| YOUR TASK |
Rewrite the records starting at their beginning and ending at the line containing "Provide the outline of every instance of the tree", switching "outline" to "border" and keeping everything else the same.

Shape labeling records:

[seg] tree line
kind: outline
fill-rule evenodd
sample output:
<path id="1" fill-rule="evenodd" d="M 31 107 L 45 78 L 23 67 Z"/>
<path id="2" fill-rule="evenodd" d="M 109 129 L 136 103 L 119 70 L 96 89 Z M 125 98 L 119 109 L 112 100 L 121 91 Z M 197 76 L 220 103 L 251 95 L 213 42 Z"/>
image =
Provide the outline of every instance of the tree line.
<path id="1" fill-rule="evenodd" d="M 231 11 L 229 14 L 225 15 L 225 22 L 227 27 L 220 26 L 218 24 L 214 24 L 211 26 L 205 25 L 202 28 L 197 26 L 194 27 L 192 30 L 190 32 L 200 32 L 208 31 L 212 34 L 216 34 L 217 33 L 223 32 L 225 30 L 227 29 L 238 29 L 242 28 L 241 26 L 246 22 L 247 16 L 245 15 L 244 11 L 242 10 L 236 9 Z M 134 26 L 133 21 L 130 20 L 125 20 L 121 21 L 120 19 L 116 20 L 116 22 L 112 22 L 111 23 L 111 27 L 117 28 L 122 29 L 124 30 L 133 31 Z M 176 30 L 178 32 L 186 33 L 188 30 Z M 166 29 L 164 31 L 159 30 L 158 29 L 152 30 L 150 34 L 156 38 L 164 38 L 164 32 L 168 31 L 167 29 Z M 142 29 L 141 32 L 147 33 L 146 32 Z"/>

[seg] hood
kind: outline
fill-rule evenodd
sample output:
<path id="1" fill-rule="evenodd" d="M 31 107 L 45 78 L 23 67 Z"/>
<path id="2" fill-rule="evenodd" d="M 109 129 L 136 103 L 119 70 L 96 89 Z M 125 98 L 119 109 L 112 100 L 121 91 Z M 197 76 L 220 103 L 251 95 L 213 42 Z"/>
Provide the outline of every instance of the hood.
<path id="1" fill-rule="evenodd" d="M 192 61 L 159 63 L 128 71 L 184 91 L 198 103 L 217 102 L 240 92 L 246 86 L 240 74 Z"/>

| WRITTEN RESPONSE |
[seg] tree line
kind: border
fill-rule evenodd
sample output:
<path id="1" fill-rule="evenodd" d="M 31 107 L 45 78 L 23 67 Z"/>
<path id="2" fill-rule="evenodd" d="M 109 129 L 136 103 L 119 70 L 96 89 Z M 125 98 L 119 109 L 112 100 L 121 91 Z M 197 76 L 220 103 L 251 95 L 213 42 Z"/>
image =
Provide the border of every instance of the tree line.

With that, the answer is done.